Beckham Surname Meaning, History & Origin

Beckham Surname Meaning

The Beckham surname derived from a place-name in Norfolk that was recorded as Beccheham and Becham in the Domesday Book of 1086.  The roots of the name are the personal name Becca plus ham meaning “homestead,” hence Becca’s homestead.  Over time the name became Beckham.

Beckham may have started as an English surname.  But today American Beckhams outnumber English Beckhams by more than five to one.

Beckham Surname Resources on The Internet

Beckham Surname Ancestry

  • from England (Norfolk)
  • to America and Australia

England.  The Beckham surname originated in Norfolk and Norfolk still accounted for over 30 percent of the Beckhams in the 1891 UK census.

Norfolk.  The surname was first recorded at the hamlet of Beckham in north Norfolk in the 14th century.  Sir Roger de Beckham held lands there in the 1350’s.  An old volume of English history written in the 1400’s mentioned these Beckhams as being Normans and that they were notorious for their bad temper.  However, there was no further record of them there.

Beckhams next appeared in the 1569 Visitation of Norfolk where a pedigree was entered for John Beckham who was born at North Creake in 1421.  He had descendants in the village of Narford in the Breckland district.  It was probably from around here that William Beckham departed for America in 1639 as an indentured servant.

A later Beckham line began with the birth of James Beckham at Brandon Parva in 1741 and continued with descendants at Mattishall Burgh in the 19th century.  The church of St. Michael in Norwich has a plaque to commemorate Zebedee Beckham, a lieutenant in the Royal Navy, who died in 1829 at the age of forty.  He was the grandson of an earlier Zebedee Beckham who was born in Norwich in 1712.

_ _ _ _ _

To be done
1. Reproduce the Beckham surname text word for word, from "The Beckham surname derived" up to and including "name became Beckham.".
2. According to the Beckham surname text, in what year was John Beckham born at North Creake?
The data after this point is separate from the Beckham surname text.

Raw records
_ _ _ _ _

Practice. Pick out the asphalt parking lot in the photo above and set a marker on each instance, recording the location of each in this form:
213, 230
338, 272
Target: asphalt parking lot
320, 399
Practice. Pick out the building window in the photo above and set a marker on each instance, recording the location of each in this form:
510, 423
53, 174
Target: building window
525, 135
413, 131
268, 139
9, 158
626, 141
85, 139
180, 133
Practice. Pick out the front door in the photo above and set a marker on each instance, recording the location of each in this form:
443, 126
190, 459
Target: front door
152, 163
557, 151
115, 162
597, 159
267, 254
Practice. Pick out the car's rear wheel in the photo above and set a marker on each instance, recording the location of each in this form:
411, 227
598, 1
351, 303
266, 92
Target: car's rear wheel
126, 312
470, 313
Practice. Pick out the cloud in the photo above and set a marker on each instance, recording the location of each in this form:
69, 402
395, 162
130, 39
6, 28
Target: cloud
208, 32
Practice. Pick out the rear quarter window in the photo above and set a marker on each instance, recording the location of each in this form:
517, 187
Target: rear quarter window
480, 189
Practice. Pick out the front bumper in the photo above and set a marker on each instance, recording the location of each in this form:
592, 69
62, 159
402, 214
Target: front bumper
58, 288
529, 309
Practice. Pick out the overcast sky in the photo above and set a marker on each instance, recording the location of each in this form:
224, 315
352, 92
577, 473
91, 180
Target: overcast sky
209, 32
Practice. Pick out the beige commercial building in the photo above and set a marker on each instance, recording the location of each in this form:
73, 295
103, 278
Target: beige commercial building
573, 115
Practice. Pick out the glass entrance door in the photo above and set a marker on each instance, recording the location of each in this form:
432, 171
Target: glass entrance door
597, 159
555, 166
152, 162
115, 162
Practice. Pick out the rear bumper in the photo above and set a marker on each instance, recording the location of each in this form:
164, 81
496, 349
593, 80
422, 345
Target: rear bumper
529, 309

_ _ _ _ _

Exercise responses
1.
The Beckham surname derived from a place-name in Norfolk that was recorded as Beccheham and Becham in the Domesday Book of 1086.  The roots of the name are the personal name Becca plus ham meaning “homestead,” hence Becca’s homestead.  Over time the name became Beckham.

2. 1421